** TEXTO PARA LEER **
-=-=-

Jesús de Nazaret. Dos hitos importantes en el camino de Jesús: la confesión de Pedro y la Transfiguración.
La Transfiguración
En los tres sinópticos la confesión de Pedro y el relato de la transfiguración de Jesús están enlazados entre sí por una referencia temporal. Mateo y Marcos dicen: “Seis días después tomó Jesús consigo a Pedro, a Santiago y a su hermano Juan” (Mt 17,1; Mc 9,2). Lucas escribe: “Unos ocho días después…” (Lc 9,28). Esto indica ante todo que los dos acontecimientos en los que Pedro desempeña un papel destacado están relacionados unos con otro. En un primer momento podríamos decir que, en ambos casos, se trata de la divinidad de Jesús, el Hijo; pero en las dos ocasiones la aparición de su gloria está relacionada también con el tema de la pasión. La divinidad de Jesús va unida a la cruz; sólo en esa interrelación reconocemos a Jesús correctamente. Juan ha expresado con palabras esta conexión interna de cruz y gloria al decir que la cruz es la “exaltación” de Jesús y que su exaltación no tiene lugar más que en la cruz. Pero ahora debemos analizar más a fondo esa singular indicación temporal. Existen dos interpretaciones diferentes, pero que no se excluyen una a otra.
Jean-Marie van Cangh y Michel van Esbroeck han analizado minuciosamente la relación del pasaje con el calendario de fiestas judías. Llaman la atención sobre el hecho de que sólo cinco días separan dos grandes fiestas judías en otoño: primero el Yom Hakkippurim, la gran fiesta de la expiación; seis días más tarde, la fiesta de las Tiendas (Sukkot), que dura una semana. Esto significa que la confesión de Pedro tuvo lugar en el gran día de la expiación y que, desde el punto de vista teológico, se la debería interpretar en el transfondo de esta fiesta, única ocasión del año en la que el sumo sacerdote pronuncia solemnemente el nombre de YHWH en el santasanctorum del templo. La confesión de Pedro en Jesús como Hijo del Dios vivo tendría en este contexto una dimensión más profunda. Jean Daniélou, en cambio, relaciona exclusivamente la datación que ofrecen los evangelistas con la fiesta de las Tiendas, que –como ya se ha dicho- duraba una semana. En definitiva, pues, las indicaciones temporales de Mateo, Marcos y Lucas coincidirían. Los seis o cerca de ocho días harían referencia entonces a la semana de la fiesta de las Tiendas; por tanto, la transfiguración de Jesús habría tenido lugar el último día de esta fiesta, que al mismo tiempo era su punto culminante y su síntesis interna.

-=-=-

** QUÉ HARÁS **
1: Responde estas preguntas sobre el texto de la Transfiguración:
(a) Según Mateo y Marcos, ¿cuántos días después de la confesión de Pedro tomó Jesús consigo a Pedro, a Santiago y a Juan?
(b) Según Jean-Marie van Cangh y Michel van Esbroeck, ¿en qué fiesta judía tuvo lugar la confesión de Pedro?
(c) ¿Con qué fiesta relaciona Jean Daniélou la datación que ofrecen los evangelistas?
2: Continúa el texto de la Transfiguración a partir de su última oración.

-=-=-

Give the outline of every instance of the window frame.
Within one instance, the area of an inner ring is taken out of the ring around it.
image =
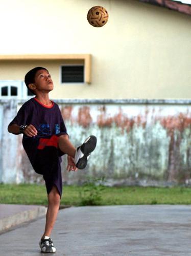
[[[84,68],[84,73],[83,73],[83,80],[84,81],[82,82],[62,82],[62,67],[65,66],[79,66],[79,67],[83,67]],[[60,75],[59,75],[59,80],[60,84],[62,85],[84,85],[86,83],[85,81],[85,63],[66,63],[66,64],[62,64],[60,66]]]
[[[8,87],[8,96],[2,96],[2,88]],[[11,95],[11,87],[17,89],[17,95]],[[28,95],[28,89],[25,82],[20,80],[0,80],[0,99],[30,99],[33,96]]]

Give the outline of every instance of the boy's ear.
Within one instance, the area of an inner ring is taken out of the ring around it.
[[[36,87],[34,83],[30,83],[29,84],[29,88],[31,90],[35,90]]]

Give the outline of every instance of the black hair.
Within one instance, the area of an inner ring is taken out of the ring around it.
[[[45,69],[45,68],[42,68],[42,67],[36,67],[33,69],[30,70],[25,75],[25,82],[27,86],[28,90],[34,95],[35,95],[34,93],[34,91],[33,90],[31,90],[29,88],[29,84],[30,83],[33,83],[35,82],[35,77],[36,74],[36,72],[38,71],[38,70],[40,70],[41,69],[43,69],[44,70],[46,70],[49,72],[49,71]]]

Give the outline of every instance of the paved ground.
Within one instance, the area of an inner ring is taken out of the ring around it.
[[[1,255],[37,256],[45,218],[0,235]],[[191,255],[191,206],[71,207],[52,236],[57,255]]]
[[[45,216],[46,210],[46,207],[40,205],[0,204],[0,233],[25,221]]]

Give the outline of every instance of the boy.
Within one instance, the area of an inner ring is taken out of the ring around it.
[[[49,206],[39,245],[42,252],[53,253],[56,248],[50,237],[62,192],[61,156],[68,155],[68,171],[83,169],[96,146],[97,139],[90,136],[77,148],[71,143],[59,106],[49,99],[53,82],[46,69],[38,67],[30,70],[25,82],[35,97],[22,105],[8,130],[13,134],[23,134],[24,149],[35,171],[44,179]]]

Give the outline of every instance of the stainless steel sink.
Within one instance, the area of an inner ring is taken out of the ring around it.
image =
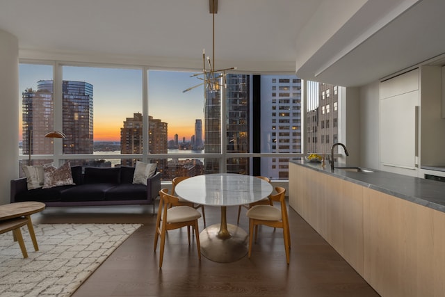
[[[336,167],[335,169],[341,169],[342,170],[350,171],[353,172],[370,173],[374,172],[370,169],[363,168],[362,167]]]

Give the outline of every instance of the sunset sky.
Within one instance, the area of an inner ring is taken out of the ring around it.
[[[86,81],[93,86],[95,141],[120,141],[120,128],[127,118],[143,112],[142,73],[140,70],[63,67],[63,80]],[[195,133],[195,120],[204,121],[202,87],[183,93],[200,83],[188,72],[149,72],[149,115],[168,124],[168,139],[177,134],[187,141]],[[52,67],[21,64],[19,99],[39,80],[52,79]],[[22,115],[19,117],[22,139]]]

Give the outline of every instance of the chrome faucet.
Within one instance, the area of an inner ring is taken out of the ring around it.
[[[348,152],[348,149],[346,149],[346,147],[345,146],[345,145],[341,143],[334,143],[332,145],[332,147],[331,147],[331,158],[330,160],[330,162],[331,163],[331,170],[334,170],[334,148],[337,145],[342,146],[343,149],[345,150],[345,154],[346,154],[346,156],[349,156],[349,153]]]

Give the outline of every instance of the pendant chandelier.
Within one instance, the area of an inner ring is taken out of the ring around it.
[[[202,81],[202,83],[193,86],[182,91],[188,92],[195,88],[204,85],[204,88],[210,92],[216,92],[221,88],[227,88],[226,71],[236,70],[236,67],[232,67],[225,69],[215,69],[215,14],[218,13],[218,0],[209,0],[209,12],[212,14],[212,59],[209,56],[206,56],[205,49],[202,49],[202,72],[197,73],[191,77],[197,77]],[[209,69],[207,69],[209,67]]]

-=-=-

** RESPUESTAS POR TAREA **
1:
(a) Seis días después.
(b) En el Yom Hakkippurim, la gran fiesta de la expiación.
(c) Con la fiesta de las Tiendas (Sukkot).

2:
Ambas interpretaciones tienen e común que relacionan la transfiguración de Jesús con la fiesta de las Tiendas. Veremos que, de hecho, esta manifestación se relaciona en el texto mismo, lo que nos permite entender mejor todo el acontecimiento. Aparte de la singularidad de estos relatos, se muestra aquí un rasgo fundamental de la vida de Jesús, puesto de relieve sobre todo por Juan, como hemos visto en el capítulo precedente: los grandes acontecimientos de la vida de Jesús guardan una relación intrínseca con el calendario de fiestas judías; son, por así decirlo, acontecimientos litúrgicos en los que la liturgia, con su conmemoración y su esperanza, se hace realidad, se hace vida que a su vez lleva a la liturgia y que, desde ella, quisiera volver a convertirse en vida.
Precisamente al analizar las relaciones entre la historia de la transfiguración y la fiesta de las Tiendas veremos que todas las fiestas judías tienen tres dimensiones. Proceden de celebraciones de la religión natural, es decir, hablan del Creador y de la creación; luego se convierten en conmemoraciones de la acción de Dios en la historia y finalmente, basándose en esto, en fiestas de la esperanza que salen al encuentro del Señor que viene, en el cual la acción salvadora de Dios en la historia alcanza su plenitud, y se llega a la vez a la reconciliación de toda la creación. Veremos que estas tres dimensiones de las fiestas profundizan más y adquieren un carácter nuevo mediante su realización en la vida y la pasión de Jesús.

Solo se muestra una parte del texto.